» **Task goal**: Records follow. Select each line holding "frame".

┌──

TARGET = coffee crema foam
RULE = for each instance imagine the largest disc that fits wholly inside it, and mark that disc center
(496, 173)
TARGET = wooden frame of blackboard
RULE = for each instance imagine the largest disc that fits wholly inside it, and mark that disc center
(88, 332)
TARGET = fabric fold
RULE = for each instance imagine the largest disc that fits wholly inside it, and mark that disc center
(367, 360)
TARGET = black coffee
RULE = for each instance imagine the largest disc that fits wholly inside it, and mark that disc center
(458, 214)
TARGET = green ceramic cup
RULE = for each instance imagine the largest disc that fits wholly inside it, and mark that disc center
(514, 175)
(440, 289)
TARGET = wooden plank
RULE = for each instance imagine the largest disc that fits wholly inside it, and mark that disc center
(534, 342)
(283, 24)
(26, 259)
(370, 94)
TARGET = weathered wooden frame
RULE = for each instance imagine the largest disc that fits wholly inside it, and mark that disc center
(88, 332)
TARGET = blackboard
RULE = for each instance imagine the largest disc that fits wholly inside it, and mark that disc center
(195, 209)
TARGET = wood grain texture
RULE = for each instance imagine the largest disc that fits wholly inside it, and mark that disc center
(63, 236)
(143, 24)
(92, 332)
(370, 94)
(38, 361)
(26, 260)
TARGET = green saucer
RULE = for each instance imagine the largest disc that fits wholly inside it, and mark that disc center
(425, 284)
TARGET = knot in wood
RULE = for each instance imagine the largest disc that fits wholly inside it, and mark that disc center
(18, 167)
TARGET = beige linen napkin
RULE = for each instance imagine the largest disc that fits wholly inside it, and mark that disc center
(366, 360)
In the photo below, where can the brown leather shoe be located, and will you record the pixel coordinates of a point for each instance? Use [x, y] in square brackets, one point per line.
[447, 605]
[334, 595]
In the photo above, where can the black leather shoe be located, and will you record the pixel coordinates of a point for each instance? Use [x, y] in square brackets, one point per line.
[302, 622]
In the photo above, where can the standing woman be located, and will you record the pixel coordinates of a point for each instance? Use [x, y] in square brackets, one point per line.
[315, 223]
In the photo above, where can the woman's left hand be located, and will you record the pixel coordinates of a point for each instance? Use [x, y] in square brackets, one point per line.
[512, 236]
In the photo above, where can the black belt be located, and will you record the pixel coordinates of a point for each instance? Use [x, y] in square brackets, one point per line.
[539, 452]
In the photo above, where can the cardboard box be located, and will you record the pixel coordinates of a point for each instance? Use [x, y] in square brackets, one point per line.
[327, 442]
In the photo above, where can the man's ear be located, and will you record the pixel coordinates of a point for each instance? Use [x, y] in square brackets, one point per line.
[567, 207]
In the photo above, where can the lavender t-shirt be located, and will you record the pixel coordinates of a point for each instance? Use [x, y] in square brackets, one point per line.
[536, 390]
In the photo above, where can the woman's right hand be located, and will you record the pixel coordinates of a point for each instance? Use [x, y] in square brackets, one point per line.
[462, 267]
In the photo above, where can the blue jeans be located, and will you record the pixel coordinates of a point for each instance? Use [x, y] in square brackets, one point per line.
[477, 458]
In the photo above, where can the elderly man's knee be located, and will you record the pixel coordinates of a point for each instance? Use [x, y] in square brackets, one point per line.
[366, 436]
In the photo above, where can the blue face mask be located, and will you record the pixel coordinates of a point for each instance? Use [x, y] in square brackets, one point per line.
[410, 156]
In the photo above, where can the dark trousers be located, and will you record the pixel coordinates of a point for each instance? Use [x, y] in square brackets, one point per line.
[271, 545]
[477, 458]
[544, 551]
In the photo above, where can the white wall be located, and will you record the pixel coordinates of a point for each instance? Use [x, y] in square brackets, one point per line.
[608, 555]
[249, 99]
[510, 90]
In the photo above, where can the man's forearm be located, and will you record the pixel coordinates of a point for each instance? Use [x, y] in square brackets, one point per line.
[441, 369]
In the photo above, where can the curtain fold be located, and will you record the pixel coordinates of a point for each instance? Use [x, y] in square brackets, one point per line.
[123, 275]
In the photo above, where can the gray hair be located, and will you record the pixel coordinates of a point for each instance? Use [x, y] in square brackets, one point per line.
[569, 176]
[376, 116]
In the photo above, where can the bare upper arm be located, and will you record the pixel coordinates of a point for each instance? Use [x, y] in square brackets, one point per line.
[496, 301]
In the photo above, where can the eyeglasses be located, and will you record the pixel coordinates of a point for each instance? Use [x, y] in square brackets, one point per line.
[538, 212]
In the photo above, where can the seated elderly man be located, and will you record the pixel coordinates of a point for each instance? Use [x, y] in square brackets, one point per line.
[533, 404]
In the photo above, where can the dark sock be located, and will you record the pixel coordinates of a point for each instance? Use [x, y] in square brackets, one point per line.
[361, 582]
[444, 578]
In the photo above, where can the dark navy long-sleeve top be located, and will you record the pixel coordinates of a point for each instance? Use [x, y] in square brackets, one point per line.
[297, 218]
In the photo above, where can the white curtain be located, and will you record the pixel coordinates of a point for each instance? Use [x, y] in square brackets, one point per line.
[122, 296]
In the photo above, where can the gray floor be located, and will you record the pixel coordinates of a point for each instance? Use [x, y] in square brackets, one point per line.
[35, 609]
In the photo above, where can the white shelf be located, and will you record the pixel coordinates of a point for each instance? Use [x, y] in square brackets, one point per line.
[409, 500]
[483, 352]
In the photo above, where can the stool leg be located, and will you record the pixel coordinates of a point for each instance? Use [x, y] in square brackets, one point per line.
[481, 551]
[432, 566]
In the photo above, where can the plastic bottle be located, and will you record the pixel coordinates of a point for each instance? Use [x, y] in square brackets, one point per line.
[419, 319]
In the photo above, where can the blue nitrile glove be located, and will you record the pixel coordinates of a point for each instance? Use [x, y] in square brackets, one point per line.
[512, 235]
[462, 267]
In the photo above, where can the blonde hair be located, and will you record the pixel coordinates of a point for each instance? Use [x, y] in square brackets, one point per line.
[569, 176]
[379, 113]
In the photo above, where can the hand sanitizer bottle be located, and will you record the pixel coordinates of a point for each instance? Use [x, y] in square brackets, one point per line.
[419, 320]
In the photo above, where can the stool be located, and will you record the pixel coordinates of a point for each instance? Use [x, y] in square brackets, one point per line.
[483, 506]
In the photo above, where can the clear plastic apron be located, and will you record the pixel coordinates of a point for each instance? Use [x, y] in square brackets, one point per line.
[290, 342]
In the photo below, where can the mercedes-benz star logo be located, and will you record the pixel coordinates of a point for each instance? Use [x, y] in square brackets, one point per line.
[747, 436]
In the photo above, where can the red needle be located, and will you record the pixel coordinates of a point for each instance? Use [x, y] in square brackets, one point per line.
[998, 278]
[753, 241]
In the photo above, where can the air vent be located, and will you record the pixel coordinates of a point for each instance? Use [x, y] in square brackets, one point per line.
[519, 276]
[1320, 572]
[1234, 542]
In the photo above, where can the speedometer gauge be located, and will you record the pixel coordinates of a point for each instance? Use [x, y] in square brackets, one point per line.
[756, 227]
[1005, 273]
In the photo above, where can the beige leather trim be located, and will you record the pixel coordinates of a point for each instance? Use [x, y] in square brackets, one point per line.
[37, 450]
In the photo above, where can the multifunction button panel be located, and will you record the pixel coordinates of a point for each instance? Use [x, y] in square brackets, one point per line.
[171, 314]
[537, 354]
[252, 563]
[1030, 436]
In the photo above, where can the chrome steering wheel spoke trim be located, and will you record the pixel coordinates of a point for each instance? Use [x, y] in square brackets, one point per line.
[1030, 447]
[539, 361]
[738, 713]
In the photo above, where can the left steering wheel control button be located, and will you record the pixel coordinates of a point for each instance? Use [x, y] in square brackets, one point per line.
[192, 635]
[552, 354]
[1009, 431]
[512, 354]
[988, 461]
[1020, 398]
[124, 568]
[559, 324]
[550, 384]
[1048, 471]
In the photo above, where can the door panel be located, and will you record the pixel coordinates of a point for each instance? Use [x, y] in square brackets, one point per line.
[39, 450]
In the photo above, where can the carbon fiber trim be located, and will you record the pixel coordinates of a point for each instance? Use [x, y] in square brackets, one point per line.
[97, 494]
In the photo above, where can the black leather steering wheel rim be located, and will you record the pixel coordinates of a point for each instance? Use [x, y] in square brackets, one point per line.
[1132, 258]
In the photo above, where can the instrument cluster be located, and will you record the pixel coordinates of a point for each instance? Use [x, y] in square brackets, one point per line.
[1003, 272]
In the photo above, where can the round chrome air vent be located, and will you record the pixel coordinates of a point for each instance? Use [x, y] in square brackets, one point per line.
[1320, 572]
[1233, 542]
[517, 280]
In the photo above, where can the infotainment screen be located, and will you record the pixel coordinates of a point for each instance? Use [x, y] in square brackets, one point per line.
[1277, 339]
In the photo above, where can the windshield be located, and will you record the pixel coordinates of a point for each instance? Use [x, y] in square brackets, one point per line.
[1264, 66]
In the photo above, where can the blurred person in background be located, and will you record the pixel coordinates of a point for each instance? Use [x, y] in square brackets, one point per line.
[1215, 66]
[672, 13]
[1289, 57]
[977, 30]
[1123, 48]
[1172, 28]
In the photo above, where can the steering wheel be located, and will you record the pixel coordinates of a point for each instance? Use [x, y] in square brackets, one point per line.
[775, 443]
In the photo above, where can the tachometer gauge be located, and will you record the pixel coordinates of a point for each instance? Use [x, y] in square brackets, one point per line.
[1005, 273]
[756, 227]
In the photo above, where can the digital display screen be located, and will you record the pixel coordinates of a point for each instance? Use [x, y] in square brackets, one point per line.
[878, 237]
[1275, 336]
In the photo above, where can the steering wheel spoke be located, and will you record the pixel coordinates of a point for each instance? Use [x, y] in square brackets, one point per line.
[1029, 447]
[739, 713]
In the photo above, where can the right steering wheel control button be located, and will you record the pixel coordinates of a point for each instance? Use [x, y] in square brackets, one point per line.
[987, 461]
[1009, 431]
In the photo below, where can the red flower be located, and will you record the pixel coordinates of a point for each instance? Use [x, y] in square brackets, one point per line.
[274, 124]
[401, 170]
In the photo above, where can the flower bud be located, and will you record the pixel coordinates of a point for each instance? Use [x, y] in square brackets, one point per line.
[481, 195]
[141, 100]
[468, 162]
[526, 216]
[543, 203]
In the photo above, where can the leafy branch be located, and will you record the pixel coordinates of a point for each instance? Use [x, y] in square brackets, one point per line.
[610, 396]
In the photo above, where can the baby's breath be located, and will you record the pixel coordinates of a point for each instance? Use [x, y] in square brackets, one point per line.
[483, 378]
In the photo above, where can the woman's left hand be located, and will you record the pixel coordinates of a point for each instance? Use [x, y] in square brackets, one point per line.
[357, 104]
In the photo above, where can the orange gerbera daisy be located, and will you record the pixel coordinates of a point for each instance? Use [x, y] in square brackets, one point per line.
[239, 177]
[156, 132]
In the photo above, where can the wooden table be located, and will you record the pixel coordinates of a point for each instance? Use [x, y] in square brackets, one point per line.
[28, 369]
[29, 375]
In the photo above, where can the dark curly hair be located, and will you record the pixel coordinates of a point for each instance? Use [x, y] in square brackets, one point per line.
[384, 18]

└──

» **Reply to the exercise**:
TARGET = wooden frame of blackboard
TARGET = weathered wooden frame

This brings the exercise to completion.